## Begin Source data

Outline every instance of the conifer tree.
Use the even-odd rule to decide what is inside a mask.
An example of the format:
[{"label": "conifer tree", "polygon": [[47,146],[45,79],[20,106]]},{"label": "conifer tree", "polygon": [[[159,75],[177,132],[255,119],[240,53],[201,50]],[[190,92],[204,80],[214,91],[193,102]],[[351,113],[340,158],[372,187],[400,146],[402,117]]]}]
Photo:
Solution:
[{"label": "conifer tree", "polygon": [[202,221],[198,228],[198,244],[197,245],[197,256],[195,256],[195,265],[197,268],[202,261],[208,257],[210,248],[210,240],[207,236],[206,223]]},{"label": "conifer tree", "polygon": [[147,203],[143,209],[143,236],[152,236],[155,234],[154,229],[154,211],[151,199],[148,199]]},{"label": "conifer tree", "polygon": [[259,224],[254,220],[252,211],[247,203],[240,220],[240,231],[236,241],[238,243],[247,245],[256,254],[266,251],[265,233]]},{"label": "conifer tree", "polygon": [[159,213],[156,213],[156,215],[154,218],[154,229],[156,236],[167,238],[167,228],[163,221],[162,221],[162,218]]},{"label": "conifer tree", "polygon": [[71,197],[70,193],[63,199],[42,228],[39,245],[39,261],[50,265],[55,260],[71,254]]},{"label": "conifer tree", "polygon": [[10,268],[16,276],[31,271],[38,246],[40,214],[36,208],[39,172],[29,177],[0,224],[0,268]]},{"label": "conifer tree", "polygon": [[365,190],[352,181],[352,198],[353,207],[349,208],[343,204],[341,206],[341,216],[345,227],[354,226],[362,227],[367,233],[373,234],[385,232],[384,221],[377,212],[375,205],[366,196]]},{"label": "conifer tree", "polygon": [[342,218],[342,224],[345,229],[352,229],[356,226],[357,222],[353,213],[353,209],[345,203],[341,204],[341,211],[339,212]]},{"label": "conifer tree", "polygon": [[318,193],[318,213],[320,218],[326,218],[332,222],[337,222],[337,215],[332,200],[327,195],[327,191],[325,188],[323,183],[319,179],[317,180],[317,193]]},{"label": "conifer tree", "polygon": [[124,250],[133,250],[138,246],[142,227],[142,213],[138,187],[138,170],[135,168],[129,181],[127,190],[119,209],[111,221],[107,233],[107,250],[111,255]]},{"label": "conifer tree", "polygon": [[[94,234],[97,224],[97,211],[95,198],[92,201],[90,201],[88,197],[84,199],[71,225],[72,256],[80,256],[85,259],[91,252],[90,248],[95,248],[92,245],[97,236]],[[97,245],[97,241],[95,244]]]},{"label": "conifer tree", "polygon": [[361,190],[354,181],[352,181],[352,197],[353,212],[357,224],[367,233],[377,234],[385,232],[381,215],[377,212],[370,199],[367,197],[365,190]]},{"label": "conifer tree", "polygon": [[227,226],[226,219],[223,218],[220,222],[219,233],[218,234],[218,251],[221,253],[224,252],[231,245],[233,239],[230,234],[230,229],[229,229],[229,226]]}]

## End Source data

Aim of the task. Convert everything from the start of the data down to the line containing "An example of" into a numbered list, omitting blank lines.

Answer below.
1. Outline every instance of the conifer tree.
2. Use the even-odd rule to decide what is inside a mask.
3. An example of the format:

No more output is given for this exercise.